Location labeling records:
╭──

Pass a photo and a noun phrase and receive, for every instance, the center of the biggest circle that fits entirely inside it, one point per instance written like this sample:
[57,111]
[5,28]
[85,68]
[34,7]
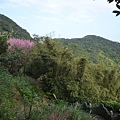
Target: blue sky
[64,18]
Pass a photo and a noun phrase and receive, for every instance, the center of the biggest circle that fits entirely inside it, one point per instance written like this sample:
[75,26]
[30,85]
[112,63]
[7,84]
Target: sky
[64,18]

╰──
╭──

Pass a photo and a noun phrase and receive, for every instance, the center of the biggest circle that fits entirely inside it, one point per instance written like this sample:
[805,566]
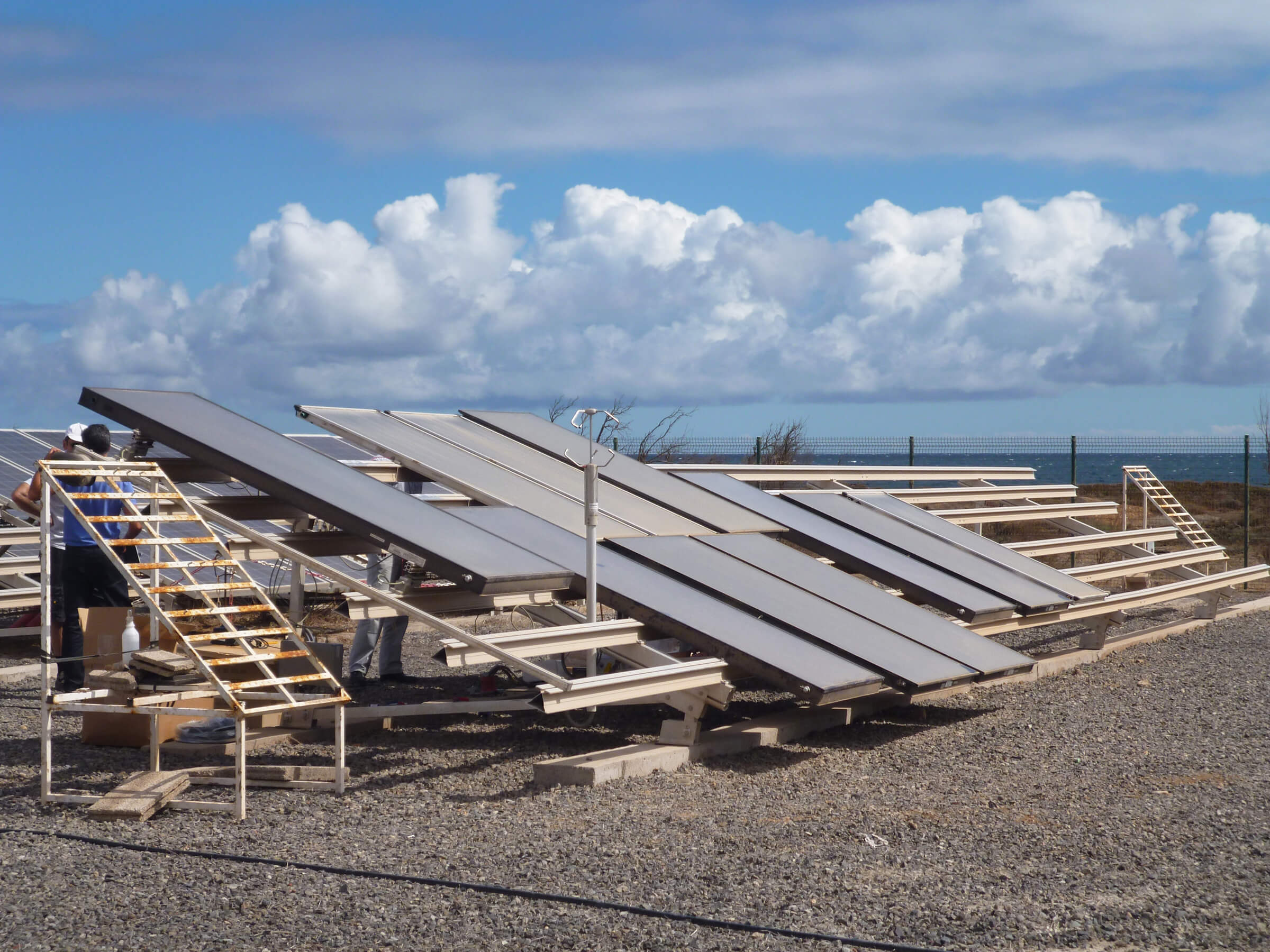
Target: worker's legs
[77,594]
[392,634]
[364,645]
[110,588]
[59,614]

╰──
╭──

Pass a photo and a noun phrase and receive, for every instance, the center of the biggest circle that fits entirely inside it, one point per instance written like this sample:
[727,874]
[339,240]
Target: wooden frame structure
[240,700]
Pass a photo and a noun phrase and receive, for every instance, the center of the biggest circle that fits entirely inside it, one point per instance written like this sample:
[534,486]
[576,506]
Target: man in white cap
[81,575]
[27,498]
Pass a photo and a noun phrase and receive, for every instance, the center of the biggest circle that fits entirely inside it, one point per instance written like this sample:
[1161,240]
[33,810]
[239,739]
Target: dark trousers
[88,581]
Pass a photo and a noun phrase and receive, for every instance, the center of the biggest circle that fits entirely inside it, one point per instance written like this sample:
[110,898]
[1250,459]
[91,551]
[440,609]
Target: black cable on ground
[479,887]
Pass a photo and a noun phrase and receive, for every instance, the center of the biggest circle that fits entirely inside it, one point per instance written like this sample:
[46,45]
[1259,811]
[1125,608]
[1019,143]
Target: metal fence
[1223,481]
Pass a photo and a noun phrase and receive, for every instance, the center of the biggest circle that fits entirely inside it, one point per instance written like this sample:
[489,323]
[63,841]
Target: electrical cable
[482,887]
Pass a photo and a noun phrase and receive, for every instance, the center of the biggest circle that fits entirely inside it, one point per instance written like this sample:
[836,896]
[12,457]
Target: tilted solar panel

╰──

◆ Do this: Collect every line of the data above that contains the string "Target", treating uppercase and lowercase letters as different.

◆ Result:
Target: blue sky
Target: sky
Target: worker's legs
Target: wooden frame structure
Target: man in white cap
Target: dark trousers
Target: black cable on ground
Target: metal fence
Target: electrical cable
Target: tilted solar panel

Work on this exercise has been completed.